**WORK INSTRUCTION:** Summarize the excerpt below on exosomal miR-221 in three sentences.

**EXCERPT:**
┄┄┄┄┄┄┄┄┄┄

As a subgroup of extracellular vehicles, exosomes were found to mediate long distance intercellular communication without direct cell-to-cell contact.29,30 Combined with the absolute predominance in biocompatibility, exosomes are considered to be natural nanocarriers that can be used in clinical applications, such as drug delivery.29,30 Some specific mRNAs, regulatory miRNAs, lipids, and proteins in exosomes each perform distinctly important roles in the promotion of cancer epithelial–mesenchymal transition and drug resistance.31,32 Notably, some oncogenic miRNAs, which are harbored in exosomes that originate from cancer cells, have been found to induce inflammatory conditions that accelerate tumor growth and metastasis.33 For example, exosomal miR-221 can induce tumor progression and temozolomide resistance in glioma by targeting DNM3.34 The exosome-mediated transfer of miR-222 increases the malignancy of melanoma.35 These findings provide future research directions with respect to miRNAs and exosome-based diagnostics and therapies for malignant neoplasms.
In this article, a high expression level of miR-221 in exosomes from the peripheral blood was determined to have positive correlation with the poor clinical prognosis of GC. It appears that miR-221 in exosomes plays a critical role in GC development and metastasis, and may serve as a detection index for neoplasms. The extracted exosomes with different miR-221 expression levels were identified to have significant regulatory roles in GC cell proliferation, migration, invasion, and adhesion. These results led us to further research in which we revealed the detailed mechanism of the function of miR-221 in exosomes. Our research also indicated that, through the in vitro transfection of exosomes, sufficient miR-221 oligonucleotides can exist in exosomes, which can further transform the biological characteristics of GC cells. The remarkable effect of exosomes treated with miR-221 inhibitor provides evidence for the potential use of this approach for gene therapy in GC. Additional experiments will be performed to reveal the detailed mechanisms of exosomal miR-221 in the promotion of GC development and metastasis.
Considering the moderate developments in the detection of markers in the blood, miRNAs in the peripheral blood will be useful as diagnostic markers.36–38 Moreover, exosomes secreted from cancer lesions may contribute to the formation of the tumor microenvironment, which facilitates frequent metastasis to lymph nodes and distant sites. Hence, miR-221 expression in exosomes from the peripheral blood may better reflect the potential risk for GC and other malignant neoplasms in certain individuals. The timely detection of exosomal miR-221 may be very valuable for the early diagnosis of GC. In addition, exosomes in the peripheral blood can be developed as nanocarriers that regulate the in vivo expression of miR-221. The controlled expression of miR-221 in exosomes of the peripheral blood may be helpful for the mitigation and treatment of GC in the future.
This research was supported by the Hunan Province Health Department of China (grant no B2013101, to Professor Chaohui Zuo), the Hunan Province Natural Science Foundation of China (grant no 2015JJ6063, to Professor Chaohui Zuo), and the National Natural Science Foundation of China (grant no 81500150, to Dr Man Xia).
Professor Chaohui Zuo and Professor Man Xia are married. The authors report no other conflicts of interest in this work.

┄┄┄┄┄┄┄┄┄┄

**EXTRACTED INFORMATION:**
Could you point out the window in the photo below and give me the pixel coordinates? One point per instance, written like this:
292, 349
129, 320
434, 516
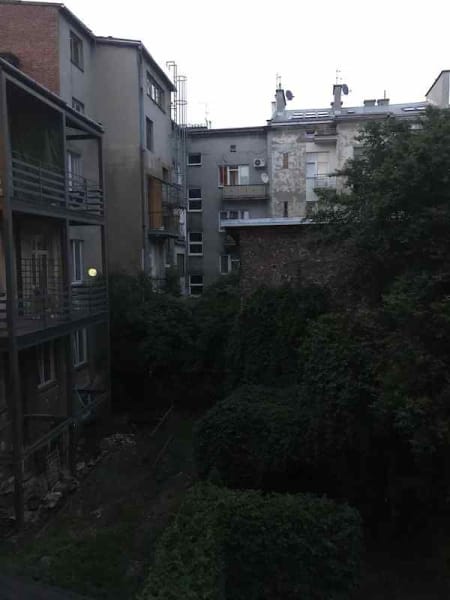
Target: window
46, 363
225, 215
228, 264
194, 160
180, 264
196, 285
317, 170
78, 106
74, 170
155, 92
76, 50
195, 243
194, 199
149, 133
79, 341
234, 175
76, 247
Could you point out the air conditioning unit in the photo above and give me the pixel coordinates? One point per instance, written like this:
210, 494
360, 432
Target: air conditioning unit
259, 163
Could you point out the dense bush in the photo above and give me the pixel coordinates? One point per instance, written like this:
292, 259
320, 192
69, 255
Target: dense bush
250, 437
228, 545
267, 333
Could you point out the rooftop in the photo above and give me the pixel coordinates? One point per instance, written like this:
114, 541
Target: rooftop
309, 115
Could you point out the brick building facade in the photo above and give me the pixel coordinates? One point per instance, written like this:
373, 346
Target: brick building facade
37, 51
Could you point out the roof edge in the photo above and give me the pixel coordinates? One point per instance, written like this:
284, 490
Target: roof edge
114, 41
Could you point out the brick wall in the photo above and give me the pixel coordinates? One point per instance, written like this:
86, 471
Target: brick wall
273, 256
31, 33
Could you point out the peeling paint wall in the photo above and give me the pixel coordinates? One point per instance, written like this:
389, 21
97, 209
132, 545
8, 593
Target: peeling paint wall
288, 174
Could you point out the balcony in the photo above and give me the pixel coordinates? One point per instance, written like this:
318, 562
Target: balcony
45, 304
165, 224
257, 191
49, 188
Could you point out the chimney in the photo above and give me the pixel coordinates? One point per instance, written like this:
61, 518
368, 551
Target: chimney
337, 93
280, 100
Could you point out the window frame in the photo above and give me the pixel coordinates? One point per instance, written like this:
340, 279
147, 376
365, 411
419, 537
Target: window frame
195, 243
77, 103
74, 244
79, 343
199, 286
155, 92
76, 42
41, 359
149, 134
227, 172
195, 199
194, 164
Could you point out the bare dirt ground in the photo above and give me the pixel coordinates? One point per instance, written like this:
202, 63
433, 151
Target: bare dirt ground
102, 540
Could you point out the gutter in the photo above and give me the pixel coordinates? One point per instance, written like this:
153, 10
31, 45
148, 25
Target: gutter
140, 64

┄┄┄┄┄┄┄┄┄┄

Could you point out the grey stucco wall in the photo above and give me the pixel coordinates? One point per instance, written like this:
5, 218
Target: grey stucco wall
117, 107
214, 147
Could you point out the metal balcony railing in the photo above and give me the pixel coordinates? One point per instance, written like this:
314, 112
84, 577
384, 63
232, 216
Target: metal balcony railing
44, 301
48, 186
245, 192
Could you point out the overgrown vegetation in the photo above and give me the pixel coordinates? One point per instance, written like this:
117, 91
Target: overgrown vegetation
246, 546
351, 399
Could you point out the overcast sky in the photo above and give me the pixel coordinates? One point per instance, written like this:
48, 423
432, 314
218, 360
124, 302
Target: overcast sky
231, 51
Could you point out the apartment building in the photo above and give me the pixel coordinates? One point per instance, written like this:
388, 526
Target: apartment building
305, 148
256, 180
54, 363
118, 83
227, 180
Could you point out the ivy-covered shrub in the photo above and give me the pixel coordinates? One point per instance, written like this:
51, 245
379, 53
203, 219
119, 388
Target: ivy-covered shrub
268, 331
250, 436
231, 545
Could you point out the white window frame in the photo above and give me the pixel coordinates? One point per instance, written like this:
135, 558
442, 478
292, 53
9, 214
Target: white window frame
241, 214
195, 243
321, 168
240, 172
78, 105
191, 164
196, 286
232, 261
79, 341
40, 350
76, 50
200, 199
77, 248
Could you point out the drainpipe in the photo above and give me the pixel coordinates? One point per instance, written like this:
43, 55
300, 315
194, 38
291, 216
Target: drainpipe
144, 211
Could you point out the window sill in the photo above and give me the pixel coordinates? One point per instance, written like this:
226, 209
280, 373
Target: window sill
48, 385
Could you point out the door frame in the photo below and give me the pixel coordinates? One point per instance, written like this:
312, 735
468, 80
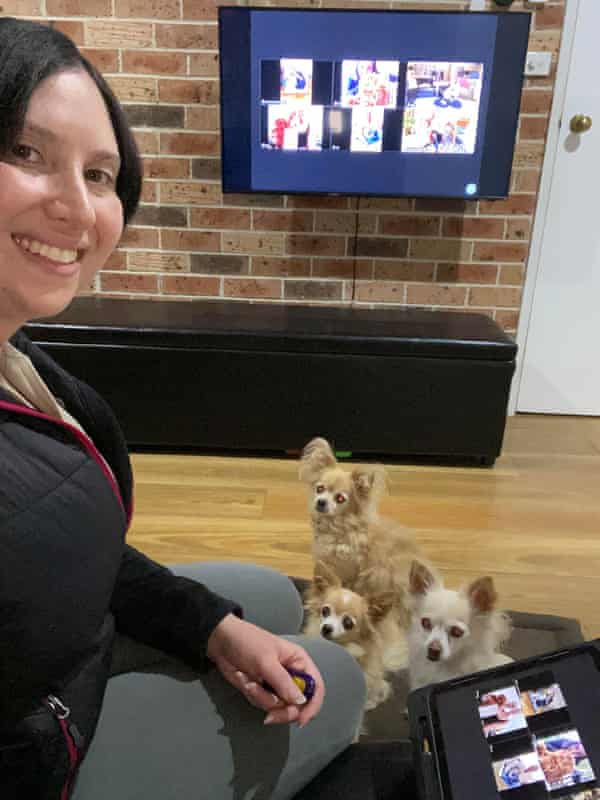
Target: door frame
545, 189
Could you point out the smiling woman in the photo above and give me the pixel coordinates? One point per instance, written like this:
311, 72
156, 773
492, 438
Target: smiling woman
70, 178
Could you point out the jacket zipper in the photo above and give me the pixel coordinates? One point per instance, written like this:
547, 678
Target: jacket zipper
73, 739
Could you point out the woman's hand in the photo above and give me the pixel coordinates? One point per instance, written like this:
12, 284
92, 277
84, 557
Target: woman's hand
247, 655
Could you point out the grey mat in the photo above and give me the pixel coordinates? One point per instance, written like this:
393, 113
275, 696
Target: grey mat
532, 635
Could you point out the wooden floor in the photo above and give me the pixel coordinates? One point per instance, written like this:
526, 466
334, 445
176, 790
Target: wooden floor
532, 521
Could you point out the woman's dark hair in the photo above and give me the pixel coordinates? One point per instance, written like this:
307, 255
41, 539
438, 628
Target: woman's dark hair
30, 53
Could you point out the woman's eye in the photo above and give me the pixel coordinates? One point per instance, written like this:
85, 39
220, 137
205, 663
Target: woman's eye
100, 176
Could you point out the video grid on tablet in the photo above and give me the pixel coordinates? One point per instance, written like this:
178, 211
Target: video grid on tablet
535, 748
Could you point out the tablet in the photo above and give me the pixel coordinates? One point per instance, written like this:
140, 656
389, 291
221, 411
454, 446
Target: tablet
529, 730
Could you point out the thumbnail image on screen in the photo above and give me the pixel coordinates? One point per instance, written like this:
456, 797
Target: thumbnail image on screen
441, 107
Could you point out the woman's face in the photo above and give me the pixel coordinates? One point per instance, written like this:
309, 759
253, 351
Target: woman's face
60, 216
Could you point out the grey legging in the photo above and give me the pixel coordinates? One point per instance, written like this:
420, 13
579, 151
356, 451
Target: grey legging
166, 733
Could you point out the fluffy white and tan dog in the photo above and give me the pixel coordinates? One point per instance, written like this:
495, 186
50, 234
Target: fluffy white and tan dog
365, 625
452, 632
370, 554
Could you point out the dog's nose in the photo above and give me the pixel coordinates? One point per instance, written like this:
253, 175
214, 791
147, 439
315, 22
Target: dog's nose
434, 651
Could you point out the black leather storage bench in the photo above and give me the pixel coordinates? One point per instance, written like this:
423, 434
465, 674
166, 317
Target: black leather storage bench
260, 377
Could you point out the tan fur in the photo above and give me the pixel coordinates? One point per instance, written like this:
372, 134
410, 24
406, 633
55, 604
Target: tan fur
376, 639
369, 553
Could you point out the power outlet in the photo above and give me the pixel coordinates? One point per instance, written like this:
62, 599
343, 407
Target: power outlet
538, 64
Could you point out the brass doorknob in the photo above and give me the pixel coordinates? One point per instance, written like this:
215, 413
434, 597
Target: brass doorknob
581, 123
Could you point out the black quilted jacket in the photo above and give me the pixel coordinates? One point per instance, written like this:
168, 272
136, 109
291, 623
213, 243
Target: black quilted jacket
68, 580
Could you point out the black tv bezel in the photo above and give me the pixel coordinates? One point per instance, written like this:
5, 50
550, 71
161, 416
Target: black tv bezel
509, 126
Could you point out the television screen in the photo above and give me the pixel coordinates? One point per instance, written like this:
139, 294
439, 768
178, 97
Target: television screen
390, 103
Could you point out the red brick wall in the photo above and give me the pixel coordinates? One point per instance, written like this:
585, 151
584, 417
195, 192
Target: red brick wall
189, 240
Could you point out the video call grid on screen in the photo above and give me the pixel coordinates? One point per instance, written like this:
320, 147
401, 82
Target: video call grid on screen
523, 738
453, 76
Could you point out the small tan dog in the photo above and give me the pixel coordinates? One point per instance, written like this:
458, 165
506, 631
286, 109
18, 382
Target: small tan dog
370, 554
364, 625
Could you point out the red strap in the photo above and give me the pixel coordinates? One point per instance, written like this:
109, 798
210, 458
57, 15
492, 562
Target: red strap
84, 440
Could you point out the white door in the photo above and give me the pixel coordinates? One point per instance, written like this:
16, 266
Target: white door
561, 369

┄┄┄┄┄┄┄┄┄┄

**WORKED SOLUTION:** Exosomes mediate long-distance intercellular communication without direct cell-to-cell contact and are considered natural nanocarriers. Oncogenic miRNAs carried in exosomes from cancer cells can accelerate tumor growth and metastasis. In this article, high miR-221 levels in peripheral-blood exosomes correlated with poor GC prognosis, and exosomes with different miR-221 levels had significant regulatory roles in GC cell proliferation, migration, invasion, and adhesion; the authors suggest that timely detection of exosomal miR-221 may aid early GC diagnosis and that controlling its expression in blood exosomes may help treat GC.